- **Available data**:
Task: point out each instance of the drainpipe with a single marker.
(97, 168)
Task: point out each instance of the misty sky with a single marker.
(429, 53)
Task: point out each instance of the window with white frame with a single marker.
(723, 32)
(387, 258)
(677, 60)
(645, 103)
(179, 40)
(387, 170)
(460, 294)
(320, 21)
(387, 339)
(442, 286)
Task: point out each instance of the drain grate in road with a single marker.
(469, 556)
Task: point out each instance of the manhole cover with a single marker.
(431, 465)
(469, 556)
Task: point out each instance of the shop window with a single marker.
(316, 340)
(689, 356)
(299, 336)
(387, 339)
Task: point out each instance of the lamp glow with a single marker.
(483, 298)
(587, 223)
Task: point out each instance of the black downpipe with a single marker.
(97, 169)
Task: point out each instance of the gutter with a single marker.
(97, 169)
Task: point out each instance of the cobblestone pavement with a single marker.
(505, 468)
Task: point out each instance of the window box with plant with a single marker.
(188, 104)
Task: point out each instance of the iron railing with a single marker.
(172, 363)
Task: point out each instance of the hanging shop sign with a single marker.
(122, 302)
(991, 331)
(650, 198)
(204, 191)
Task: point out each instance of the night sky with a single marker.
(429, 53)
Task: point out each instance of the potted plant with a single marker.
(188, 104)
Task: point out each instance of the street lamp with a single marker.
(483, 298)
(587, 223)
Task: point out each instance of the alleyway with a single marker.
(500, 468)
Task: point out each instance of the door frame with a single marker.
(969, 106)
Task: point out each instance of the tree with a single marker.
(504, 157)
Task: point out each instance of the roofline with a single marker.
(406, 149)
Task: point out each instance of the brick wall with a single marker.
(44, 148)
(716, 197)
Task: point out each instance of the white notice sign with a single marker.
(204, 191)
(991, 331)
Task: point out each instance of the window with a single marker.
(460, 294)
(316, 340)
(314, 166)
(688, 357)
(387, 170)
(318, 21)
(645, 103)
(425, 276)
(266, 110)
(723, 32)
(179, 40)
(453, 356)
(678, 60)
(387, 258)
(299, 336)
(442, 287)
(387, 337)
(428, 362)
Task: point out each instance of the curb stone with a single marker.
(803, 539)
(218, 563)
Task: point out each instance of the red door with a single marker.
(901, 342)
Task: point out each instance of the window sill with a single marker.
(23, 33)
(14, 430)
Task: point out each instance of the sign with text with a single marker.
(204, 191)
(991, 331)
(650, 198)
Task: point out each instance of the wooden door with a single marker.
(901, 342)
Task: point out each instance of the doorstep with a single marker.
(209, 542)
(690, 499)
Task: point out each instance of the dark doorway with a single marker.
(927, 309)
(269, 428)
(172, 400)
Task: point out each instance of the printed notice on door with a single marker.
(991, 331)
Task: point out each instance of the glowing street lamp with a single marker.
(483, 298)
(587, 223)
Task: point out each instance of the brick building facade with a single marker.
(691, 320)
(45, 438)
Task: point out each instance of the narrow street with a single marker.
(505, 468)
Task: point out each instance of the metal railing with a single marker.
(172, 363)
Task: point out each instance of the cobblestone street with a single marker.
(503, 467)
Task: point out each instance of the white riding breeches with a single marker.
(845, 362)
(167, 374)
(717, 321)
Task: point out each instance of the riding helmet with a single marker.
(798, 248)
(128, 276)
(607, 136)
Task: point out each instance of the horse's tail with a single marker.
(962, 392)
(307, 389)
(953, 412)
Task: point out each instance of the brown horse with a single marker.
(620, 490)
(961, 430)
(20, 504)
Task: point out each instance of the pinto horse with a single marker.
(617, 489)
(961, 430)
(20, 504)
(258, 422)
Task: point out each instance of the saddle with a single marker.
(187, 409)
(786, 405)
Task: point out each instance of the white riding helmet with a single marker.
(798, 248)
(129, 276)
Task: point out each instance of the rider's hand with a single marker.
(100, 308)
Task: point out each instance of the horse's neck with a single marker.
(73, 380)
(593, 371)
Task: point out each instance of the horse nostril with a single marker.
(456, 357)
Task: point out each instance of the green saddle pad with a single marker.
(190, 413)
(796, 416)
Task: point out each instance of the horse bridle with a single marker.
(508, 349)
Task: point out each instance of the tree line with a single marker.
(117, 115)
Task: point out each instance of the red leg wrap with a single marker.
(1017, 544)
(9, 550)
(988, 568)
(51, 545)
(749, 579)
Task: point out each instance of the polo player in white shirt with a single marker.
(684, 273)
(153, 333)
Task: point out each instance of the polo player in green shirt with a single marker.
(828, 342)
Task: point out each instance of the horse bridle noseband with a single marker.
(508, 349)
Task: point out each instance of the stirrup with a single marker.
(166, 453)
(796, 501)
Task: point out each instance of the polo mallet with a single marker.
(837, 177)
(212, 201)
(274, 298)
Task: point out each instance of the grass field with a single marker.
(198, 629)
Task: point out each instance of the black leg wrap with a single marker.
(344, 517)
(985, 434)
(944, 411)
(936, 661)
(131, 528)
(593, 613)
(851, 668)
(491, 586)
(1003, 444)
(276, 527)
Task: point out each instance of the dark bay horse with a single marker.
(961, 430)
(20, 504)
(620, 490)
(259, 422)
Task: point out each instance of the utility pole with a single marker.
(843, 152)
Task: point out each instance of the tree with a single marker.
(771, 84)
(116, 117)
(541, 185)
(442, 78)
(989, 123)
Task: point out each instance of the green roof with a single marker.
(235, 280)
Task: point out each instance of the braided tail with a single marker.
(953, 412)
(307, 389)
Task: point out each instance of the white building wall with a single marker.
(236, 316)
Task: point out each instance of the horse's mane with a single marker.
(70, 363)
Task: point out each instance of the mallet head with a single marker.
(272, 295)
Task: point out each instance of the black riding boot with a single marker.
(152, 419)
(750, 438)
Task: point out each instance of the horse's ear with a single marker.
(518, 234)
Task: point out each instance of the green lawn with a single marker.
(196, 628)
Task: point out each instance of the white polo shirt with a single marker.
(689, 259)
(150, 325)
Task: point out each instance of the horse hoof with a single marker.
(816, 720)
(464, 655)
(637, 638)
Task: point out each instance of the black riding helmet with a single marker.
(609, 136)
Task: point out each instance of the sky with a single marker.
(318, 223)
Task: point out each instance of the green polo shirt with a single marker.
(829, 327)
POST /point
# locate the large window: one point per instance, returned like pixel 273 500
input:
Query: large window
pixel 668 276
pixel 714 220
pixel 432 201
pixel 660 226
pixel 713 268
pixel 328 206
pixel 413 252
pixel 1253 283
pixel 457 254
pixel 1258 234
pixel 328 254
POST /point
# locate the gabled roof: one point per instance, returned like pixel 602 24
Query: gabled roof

- **Task prompt**: For the word "returned", show every line of the entries that holds it.

- **Final answer**:
# locate the large window: one point per instance, returned like pixel 273 500
# locate the gabled roof: one point per instance, returned like pixel 602 24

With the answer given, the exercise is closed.